EXERCISE DATA:
•••
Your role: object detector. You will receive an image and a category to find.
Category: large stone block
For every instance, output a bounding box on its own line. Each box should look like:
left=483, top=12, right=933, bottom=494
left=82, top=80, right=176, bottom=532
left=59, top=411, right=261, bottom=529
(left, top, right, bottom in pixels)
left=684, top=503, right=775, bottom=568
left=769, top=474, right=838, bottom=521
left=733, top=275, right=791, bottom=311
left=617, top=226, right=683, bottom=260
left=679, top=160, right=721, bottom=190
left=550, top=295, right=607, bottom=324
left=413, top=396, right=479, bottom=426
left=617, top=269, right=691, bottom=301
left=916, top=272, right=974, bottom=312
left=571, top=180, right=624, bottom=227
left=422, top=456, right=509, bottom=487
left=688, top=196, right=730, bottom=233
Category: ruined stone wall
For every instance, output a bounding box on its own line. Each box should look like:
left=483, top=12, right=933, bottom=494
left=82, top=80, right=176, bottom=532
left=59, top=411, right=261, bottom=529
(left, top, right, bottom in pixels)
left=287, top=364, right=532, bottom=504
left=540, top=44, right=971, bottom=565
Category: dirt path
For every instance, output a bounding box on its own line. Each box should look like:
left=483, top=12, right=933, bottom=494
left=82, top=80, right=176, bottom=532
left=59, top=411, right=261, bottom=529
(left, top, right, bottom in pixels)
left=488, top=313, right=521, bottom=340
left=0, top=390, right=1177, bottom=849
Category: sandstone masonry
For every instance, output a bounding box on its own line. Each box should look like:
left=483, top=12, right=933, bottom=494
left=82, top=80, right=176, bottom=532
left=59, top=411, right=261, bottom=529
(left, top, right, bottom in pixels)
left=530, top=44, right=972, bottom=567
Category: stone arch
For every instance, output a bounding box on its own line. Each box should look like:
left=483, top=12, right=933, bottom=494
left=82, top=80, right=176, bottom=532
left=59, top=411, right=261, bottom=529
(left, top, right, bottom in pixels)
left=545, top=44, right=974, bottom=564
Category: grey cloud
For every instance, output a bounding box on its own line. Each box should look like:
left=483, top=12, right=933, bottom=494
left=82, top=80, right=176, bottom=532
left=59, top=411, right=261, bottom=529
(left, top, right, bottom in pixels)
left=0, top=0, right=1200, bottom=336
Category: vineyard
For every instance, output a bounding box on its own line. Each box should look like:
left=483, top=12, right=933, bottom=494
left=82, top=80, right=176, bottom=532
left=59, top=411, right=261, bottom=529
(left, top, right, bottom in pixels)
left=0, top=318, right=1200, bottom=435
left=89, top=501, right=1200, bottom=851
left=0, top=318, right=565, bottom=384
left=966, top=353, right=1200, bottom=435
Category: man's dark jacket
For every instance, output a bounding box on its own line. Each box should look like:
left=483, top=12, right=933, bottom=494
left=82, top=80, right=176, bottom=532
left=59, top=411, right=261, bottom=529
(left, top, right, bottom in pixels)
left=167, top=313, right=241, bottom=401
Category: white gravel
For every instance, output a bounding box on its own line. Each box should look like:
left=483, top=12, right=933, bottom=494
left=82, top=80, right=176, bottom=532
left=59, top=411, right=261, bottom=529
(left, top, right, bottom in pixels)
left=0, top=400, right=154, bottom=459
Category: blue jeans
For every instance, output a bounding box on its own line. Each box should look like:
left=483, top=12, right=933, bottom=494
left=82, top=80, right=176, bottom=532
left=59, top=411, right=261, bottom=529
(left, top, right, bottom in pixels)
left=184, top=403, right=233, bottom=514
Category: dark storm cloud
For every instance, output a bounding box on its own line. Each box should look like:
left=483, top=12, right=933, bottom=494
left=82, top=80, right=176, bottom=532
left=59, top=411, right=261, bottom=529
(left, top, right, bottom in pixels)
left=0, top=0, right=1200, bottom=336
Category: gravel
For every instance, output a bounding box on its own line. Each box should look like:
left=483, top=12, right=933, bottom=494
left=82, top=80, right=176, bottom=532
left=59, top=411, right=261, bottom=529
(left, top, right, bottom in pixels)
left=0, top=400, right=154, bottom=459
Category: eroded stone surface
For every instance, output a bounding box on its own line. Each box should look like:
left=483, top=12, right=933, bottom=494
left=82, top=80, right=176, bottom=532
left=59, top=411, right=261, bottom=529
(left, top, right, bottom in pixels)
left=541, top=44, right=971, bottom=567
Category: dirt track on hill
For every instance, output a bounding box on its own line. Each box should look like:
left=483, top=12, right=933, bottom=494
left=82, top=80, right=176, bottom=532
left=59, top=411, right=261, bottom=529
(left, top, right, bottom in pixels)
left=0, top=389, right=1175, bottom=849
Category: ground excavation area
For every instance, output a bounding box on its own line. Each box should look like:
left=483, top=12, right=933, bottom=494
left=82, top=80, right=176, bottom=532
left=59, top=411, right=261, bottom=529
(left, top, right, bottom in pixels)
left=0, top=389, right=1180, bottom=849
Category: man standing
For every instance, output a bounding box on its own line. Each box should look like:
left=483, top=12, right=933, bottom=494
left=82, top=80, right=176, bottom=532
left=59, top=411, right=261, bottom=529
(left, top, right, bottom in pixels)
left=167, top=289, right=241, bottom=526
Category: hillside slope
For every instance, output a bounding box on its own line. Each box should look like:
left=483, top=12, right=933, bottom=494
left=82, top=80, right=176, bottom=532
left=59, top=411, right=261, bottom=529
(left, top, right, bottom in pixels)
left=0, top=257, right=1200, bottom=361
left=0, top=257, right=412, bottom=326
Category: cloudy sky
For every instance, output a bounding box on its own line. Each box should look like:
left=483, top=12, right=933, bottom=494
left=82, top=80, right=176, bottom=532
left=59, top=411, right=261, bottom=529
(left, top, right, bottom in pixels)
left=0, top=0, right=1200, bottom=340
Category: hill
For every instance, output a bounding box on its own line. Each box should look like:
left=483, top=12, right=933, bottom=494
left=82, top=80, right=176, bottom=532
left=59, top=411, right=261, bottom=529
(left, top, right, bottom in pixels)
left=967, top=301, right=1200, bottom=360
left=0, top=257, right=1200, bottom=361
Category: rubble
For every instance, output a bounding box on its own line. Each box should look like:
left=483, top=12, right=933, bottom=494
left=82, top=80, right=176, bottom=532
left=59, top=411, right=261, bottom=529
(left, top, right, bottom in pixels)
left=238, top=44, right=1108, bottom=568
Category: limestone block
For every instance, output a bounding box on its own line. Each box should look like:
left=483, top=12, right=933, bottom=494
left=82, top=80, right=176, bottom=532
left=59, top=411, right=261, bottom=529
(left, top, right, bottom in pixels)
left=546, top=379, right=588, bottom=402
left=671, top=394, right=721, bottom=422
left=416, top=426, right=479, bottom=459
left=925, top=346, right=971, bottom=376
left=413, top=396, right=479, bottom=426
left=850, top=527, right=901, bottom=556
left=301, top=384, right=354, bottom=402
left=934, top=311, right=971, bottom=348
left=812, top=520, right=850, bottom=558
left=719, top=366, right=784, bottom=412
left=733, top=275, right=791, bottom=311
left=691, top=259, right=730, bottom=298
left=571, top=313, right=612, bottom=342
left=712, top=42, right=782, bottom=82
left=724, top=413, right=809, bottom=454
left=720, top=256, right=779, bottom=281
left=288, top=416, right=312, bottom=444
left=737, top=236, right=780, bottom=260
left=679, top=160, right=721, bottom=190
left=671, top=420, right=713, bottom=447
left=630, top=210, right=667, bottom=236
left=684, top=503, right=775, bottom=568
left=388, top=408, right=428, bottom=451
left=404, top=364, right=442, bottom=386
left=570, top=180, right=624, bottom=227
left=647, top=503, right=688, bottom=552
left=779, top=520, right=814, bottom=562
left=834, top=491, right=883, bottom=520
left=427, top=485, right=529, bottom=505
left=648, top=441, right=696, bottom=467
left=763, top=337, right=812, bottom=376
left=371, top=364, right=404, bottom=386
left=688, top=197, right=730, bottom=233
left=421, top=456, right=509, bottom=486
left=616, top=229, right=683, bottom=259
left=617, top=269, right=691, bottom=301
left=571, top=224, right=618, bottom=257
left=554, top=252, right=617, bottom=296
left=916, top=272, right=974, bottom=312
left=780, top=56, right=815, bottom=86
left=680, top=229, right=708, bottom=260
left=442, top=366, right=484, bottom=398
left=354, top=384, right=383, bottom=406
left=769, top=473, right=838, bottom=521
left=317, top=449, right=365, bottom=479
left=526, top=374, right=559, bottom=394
•••
INSTRUCTION: Copy the material word for word, starting from its very first line and stopping after the line that has "left=540, top=44, right=971, bottom=565".

ANSWER IN FULL:
Your role: object detector. You will receive an image and a category to find.
Category: large stone block
For every instance, output a bounding box on its own line. Each box should look like:
left=483, top=12, right=933, bottom=494
left=82, top=80, right=176, bottom=532
left=59, top=411, right=261, bottom=529
(left, top, right, bottom in pixels)
left=684, top=503, right=775, bottom=568
left=769, top=474, right=838, bottom=521
left=733, top=275, right=791, bottom=311
left=617, top=226, right=683, bottom=260
left=679, top=160, right=721, bottom=190
left=550, top=295, right=607, bottom=324
left=413, top=396, right=479, bottom=426
left=617, top=269, right=691, bottom=301
left=916, top=272, right=974, bottom=312
left=571, top=180, right=624, bottom=227
left=422, top=456, right=509, bottom=487
left=688, top=196, right=730, bottom=233
Category: ruined stone wall
For every instance, output a bounding box on its own line. Each box should look like:
left=483, top=12, right=933, bottom=494
left=82, top=80, right=176, bottom=532
left=59, top=411, right=261, bottom=529
(left, top, right, bottom in pixels)
left=287, top=364, right=532, bottom=504
left=540, top=44, right=971, bottom=565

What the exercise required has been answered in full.